■ **EXERCISE**: Write out the entries, please, from the line containing "Target: garden lawn" through their final line, exactly and with nothing else.

■ **DATA RECORDS**:

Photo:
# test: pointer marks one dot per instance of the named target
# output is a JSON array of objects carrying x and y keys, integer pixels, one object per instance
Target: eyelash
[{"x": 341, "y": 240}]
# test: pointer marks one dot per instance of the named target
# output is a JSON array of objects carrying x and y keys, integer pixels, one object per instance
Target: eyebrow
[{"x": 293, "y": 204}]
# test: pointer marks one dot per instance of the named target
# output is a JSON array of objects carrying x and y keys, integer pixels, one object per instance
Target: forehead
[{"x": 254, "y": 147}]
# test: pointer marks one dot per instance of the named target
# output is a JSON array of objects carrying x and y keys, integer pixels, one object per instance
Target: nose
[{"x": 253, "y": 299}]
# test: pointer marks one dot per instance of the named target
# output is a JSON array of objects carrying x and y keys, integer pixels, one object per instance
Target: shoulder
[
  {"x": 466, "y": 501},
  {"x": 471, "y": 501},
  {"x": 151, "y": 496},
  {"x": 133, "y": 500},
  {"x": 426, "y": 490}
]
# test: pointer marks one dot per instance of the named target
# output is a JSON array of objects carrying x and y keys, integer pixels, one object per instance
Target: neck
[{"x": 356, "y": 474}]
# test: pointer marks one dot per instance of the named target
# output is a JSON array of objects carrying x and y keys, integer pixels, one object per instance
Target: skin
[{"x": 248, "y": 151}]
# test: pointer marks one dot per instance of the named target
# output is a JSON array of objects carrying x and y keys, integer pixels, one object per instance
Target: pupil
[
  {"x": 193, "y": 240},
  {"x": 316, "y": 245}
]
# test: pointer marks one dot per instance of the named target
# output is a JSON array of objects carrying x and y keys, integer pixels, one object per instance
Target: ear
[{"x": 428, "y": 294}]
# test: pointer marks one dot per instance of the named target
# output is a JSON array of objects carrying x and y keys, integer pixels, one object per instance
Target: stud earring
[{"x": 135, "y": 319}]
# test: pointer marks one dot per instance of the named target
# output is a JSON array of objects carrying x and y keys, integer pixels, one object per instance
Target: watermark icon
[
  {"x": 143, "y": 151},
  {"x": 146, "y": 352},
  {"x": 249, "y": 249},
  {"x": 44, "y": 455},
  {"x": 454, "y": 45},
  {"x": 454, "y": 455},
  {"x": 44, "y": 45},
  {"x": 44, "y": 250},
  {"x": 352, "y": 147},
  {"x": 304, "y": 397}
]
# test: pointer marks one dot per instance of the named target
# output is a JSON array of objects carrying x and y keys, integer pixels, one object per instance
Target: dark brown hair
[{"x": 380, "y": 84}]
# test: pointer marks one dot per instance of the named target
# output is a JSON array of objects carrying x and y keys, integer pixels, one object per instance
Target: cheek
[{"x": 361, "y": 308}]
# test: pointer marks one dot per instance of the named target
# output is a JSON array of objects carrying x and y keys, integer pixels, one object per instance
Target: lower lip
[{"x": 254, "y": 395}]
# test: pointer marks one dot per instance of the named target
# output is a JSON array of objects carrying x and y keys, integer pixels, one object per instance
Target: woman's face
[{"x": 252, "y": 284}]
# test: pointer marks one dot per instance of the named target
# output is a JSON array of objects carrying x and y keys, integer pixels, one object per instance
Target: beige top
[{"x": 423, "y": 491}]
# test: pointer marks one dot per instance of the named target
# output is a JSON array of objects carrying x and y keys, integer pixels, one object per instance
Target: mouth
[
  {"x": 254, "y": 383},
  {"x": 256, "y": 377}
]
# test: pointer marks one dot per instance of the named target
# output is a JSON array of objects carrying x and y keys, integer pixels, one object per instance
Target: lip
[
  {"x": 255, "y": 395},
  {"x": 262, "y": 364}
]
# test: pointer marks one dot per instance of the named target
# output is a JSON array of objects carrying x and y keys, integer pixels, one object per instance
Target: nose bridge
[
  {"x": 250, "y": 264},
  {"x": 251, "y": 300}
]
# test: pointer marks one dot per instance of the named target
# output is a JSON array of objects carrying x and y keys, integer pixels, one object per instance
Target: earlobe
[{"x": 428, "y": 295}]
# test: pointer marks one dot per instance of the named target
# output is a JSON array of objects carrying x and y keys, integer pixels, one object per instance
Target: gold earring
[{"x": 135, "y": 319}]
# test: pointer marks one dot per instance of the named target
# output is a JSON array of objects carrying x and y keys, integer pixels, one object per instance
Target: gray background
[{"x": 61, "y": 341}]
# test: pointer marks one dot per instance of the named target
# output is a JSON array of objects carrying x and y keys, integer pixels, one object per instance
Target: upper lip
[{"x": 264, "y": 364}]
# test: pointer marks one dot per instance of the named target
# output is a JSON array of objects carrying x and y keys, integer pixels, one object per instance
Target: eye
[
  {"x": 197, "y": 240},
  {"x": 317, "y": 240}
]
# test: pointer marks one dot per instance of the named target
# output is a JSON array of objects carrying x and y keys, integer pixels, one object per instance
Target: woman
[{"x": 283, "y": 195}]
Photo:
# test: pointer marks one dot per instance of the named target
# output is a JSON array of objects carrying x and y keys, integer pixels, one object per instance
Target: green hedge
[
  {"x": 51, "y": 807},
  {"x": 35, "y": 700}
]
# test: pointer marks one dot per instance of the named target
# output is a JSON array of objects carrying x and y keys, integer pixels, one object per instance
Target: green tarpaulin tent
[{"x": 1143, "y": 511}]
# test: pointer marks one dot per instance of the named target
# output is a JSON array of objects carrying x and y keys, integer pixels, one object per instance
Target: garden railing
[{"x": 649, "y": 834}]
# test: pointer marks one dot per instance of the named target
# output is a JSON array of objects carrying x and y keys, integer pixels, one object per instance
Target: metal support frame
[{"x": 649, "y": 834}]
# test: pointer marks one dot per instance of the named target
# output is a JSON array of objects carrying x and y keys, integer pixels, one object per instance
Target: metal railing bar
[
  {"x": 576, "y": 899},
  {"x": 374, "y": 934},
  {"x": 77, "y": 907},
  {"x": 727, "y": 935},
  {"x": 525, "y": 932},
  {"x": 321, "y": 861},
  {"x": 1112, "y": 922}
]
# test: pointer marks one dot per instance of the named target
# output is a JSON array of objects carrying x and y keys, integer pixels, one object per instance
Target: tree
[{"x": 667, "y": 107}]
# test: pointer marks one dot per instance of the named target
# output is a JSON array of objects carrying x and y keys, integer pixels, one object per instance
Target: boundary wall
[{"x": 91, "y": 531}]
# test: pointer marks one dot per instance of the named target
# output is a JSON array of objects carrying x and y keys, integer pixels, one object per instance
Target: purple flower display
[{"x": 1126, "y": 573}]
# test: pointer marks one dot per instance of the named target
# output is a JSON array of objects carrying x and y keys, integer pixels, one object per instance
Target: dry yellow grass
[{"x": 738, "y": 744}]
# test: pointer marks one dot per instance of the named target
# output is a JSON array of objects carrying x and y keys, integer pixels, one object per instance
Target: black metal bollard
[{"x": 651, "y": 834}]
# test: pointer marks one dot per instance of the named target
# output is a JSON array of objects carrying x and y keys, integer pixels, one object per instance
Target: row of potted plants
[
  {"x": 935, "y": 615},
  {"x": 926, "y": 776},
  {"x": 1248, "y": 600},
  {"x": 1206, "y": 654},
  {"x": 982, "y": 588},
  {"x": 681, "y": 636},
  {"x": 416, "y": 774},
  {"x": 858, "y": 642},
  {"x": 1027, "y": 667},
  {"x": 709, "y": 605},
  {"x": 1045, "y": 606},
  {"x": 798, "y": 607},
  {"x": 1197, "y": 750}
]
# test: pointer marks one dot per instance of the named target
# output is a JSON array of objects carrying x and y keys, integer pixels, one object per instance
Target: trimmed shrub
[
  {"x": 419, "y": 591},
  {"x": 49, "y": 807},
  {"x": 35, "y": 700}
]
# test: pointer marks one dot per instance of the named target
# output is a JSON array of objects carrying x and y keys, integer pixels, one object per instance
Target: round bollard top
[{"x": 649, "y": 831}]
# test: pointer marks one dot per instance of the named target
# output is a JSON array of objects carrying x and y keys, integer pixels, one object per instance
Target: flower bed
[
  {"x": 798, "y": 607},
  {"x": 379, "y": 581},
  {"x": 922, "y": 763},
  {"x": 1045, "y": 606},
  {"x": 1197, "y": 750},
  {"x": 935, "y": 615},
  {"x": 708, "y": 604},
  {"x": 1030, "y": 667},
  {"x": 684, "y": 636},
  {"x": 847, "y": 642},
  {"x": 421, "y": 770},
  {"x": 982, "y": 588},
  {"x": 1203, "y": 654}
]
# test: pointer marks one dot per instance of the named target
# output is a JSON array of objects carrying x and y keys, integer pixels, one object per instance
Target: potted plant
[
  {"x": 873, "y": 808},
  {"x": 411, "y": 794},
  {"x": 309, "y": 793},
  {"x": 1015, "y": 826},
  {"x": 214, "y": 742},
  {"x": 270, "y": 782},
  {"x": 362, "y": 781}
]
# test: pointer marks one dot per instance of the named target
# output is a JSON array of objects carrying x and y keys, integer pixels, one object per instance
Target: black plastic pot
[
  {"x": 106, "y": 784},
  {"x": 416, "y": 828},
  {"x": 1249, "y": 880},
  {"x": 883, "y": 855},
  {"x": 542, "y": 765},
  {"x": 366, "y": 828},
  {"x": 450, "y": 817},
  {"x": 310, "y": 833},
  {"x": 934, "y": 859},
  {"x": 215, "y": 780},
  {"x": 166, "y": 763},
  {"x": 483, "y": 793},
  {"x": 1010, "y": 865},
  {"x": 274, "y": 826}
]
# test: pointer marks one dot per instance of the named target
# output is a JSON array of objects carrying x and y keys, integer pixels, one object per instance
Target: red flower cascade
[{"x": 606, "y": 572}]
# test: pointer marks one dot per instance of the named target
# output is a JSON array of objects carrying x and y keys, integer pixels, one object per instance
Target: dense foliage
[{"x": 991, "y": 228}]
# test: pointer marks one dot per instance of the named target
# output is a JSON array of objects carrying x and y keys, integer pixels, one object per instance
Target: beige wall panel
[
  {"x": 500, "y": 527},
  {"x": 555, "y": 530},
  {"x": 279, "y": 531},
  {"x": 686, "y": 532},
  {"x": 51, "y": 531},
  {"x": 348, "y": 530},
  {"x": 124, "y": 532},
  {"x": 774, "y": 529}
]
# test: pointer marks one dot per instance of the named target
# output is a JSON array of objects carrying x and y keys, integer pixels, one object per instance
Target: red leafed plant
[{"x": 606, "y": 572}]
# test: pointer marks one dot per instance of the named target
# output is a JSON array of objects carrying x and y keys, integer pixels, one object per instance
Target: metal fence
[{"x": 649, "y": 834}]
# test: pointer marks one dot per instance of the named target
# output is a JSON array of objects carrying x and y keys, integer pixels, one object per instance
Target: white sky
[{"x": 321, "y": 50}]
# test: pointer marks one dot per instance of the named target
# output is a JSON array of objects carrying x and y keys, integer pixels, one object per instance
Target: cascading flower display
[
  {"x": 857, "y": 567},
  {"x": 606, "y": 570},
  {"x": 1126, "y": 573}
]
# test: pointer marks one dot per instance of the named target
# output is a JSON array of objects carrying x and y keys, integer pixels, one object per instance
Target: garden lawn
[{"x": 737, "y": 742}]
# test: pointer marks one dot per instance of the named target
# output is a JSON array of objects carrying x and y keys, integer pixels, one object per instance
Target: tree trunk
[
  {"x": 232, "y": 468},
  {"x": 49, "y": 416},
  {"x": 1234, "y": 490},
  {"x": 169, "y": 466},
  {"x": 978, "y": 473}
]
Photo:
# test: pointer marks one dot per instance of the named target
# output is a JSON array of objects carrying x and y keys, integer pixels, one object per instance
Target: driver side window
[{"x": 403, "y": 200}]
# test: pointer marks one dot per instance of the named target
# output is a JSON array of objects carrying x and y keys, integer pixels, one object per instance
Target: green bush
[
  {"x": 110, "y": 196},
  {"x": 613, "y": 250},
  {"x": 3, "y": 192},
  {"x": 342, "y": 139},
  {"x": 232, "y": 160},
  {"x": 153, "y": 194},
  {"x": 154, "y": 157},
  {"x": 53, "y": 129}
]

■ **RESPONSE**:
Target: garden lawn
[{"x": 737, "y": 742}]
# test: pointer marks one dot per instance of the named target
# output is a JSON array of objects carrying x and y keys, integer pixels, one object per instance
Target: tree trunk
[
  {"x": 232, "y": 468},
  {"x": 49, "y": 416},
  {"x": 1234, "y": 490},
  {"x": 169, "y": 466},
  {"x": 978, "y": 473}
]
Photo:
# test: pointer marks one dot per instance of the named target
# output is a JSON array of objects carrying x and y keys, integer pixels, one object per instance
Target: driver side window
[{"x": 403, "y": 200}]
# test: pointer marks one dot per instance of the named target
# output is a JSON array of objects carrying x and y keys, integer pixels, one object per instance
Target: green bush
[
  {"x": 110, "y": 196},
  {"x": 613, "y": 250},
  {"x": 3, "y": 192},
  {"x": 342, "y": 139},
  {"x": 232, "y": 160},
  {"x": 153, "y": 194},
  {"x": 154, "y": 157},
  {"x": 53, "y": 129}
]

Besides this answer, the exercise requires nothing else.